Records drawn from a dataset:
○ ○ ○ ○ ○ ○ ○
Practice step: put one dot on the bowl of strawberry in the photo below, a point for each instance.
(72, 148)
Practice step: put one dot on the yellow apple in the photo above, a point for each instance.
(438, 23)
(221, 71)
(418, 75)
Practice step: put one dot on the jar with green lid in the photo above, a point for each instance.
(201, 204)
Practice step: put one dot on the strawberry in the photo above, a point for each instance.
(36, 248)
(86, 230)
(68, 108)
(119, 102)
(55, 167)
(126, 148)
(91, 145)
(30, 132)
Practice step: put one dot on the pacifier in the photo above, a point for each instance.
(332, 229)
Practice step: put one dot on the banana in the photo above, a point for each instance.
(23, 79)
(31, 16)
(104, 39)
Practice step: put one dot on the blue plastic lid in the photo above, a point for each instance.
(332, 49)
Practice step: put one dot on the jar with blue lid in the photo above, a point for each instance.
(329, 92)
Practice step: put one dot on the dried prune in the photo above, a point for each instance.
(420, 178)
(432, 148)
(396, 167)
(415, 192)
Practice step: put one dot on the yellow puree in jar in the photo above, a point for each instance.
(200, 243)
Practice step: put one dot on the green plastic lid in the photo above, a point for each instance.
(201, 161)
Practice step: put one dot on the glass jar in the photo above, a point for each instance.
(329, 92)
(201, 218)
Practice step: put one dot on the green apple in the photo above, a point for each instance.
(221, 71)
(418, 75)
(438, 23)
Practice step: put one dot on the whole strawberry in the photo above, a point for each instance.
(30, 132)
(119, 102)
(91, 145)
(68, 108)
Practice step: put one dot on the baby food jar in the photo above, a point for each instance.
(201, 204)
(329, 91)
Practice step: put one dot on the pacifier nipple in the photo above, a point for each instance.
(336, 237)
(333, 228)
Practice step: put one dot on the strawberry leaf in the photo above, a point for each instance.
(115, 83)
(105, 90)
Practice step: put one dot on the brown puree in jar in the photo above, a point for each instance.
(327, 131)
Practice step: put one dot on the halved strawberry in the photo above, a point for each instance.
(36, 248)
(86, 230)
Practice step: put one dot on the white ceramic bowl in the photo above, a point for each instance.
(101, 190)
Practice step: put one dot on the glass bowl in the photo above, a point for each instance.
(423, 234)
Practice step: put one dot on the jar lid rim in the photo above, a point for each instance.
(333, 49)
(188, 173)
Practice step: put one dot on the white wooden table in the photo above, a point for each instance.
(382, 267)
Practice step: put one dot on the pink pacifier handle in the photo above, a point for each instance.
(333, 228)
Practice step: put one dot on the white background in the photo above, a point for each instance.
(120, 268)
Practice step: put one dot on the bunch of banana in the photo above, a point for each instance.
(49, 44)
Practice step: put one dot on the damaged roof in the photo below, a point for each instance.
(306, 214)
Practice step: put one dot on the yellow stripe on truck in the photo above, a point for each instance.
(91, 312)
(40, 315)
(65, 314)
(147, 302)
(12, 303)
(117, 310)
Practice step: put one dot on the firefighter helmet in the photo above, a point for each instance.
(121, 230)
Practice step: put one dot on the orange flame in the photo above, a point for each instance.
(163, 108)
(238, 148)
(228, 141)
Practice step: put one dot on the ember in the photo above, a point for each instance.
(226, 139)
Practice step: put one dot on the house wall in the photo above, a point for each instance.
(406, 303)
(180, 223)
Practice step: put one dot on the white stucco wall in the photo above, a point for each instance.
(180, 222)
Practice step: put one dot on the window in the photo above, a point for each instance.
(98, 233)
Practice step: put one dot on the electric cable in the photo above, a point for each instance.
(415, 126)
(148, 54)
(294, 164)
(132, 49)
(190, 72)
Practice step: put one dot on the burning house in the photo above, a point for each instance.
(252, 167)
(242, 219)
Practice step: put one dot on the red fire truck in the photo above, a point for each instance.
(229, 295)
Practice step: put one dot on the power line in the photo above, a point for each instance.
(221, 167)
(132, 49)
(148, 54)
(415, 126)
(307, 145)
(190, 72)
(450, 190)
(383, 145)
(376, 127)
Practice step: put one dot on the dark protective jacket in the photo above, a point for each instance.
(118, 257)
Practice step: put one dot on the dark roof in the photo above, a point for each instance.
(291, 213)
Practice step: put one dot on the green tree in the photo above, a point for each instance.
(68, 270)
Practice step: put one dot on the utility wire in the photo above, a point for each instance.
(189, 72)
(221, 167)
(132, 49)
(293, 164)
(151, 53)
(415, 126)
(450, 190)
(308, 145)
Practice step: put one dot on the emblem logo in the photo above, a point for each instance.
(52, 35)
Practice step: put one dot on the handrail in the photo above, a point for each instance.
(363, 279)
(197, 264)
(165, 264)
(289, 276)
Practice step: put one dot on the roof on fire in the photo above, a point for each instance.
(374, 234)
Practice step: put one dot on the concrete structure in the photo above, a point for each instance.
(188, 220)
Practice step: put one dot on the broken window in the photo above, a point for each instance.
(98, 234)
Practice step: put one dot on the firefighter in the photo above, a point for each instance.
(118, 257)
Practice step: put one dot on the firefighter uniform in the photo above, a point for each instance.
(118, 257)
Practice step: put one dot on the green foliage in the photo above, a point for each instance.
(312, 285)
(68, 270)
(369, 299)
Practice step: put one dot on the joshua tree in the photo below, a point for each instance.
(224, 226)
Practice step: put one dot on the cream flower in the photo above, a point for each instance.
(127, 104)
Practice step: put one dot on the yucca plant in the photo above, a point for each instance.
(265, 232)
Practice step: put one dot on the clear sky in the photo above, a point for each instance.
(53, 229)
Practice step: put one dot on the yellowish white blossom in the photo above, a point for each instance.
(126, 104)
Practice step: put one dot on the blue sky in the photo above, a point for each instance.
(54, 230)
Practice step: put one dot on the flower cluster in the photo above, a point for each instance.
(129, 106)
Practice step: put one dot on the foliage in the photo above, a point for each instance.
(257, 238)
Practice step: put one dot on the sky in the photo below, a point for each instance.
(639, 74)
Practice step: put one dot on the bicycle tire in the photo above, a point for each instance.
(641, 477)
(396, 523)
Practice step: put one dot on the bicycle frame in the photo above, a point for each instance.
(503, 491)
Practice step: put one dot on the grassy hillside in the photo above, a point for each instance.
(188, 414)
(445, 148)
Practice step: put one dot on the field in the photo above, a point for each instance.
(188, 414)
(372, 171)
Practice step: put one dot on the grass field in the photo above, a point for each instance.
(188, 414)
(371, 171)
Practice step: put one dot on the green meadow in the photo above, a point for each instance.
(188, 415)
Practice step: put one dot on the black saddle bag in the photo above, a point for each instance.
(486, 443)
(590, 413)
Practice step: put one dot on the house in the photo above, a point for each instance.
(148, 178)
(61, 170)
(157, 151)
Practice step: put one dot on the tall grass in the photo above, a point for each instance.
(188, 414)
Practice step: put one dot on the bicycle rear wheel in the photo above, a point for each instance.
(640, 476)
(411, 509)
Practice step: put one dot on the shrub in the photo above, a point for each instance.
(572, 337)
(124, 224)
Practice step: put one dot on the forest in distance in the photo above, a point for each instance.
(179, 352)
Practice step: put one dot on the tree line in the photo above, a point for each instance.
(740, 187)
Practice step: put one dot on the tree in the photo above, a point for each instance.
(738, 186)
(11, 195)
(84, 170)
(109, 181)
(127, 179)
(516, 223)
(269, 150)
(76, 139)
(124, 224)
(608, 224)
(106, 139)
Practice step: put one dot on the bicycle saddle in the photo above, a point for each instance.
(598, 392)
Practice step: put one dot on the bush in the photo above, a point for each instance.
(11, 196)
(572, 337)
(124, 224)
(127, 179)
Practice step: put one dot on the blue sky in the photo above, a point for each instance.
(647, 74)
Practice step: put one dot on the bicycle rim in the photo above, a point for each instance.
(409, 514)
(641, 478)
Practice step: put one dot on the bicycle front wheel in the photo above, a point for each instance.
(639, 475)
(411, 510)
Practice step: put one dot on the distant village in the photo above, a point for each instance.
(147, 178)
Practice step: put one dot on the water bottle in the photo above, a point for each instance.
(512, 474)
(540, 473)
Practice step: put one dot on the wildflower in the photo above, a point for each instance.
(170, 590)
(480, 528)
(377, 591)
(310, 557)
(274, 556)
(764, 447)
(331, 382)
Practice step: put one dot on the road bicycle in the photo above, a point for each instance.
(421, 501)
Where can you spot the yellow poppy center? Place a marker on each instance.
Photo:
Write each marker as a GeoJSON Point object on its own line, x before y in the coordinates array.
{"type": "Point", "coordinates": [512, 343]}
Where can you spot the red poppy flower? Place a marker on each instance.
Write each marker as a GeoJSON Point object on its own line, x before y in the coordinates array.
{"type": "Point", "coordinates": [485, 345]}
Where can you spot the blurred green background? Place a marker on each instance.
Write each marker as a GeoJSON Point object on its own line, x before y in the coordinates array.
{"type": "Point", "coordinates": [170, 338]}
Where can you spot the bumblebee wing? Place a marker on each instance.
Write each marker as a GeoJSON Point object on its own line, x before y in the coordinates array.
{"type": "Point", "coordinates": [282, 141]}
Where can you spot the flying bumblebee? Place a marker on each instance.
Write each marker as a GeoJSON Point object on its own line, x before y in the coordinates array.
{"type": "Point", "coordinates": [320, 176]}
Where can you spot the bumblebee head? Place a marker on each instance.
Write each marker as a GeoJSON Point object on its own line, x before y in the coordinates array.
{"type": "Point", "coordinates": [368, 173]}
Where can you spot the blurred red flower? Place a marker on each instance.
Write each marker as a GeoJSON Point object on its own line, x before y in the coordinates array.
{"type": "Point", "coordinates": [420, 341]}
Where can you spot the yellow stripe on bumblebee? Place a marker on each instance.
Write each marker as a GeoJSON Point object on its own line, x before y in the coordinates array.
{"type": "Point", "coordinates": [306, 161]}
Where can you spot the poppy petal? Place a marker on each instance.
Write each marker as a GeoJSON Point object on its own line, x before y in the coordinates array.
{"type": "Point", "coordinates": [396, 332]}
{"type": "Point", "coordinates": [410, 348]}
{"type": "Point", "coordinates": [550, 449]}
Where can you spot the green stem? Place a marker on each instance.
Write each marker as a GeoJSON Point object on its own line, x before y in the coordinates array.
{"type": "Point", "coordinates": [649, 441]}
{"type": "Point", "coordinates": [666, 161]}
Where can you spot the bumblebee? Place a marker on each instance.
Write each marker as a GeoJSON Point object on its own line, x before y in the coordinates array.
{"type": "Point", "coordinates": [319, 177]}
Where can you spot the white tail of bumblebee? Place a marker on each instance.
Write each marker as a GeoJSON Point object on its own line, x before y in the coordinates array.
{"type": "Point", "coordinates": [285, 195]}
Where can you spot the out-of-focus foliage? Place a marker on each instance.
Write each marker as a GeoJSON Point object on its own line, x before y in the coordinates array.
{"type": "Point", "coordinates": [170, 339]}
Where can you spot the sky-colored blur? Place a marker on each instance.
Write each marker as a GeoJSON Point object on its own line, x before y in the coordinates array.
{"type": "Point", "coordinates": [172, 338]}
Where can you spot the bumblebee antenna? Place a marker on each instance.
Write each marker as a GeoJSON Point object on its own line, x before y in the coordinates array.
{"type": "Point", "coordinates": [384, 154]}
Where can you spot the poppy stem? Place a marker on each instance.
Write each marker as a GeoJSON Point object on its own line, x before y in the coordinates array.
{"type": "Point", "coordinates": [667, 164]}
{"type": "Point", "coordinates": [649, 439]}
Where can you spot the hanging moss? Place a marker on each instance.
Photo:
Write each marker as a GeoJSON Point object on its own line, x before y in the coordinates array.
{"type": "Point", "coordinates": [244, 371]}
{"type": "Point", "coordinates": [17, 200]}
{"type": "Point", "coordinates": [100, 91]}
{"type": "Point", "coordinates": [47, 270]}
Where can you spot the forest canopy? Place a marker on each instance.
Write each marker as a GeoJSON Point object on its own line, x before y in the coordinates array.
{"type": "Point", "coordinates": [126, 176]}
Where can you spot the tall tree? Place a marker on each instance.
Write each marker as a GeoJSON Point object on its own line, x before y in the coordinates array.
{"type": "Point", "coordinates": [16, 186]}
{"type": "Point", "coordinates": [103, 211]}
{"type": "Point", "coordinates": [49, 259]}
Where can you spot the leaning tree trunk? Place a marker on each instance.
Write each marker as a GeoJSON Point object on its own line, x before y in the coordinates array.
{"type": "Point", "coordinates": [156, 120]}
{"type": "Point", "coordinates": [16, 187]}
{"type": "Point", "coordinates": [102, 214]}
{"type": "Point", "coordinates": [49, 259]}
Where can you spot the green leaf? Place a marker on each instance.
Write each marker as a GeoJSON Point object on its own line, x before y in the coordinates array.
○ ○ ○ ○ ○ ○ ○
Exercise brief:
Where a line of the data above includes "bumblebee", copy that line.

Result for this exercise:
Where can you spot the bumblebee wing? Place a marker on each instance.
Where can you spot the flying bumblebee? Place a marker on each instance.
Where can you spot the bumblebee head? Place a marker on each instance.
Where can you spot the yellow stripe on bumblebee? Place a marker on each instance.
Where can you spot the bumblebee? Place a marker on each instance.
Where can you spot the white tail of bumblebee? Place a marker on each instance.
Where can you spot the bumblebee antenna? Place a marker on each instance.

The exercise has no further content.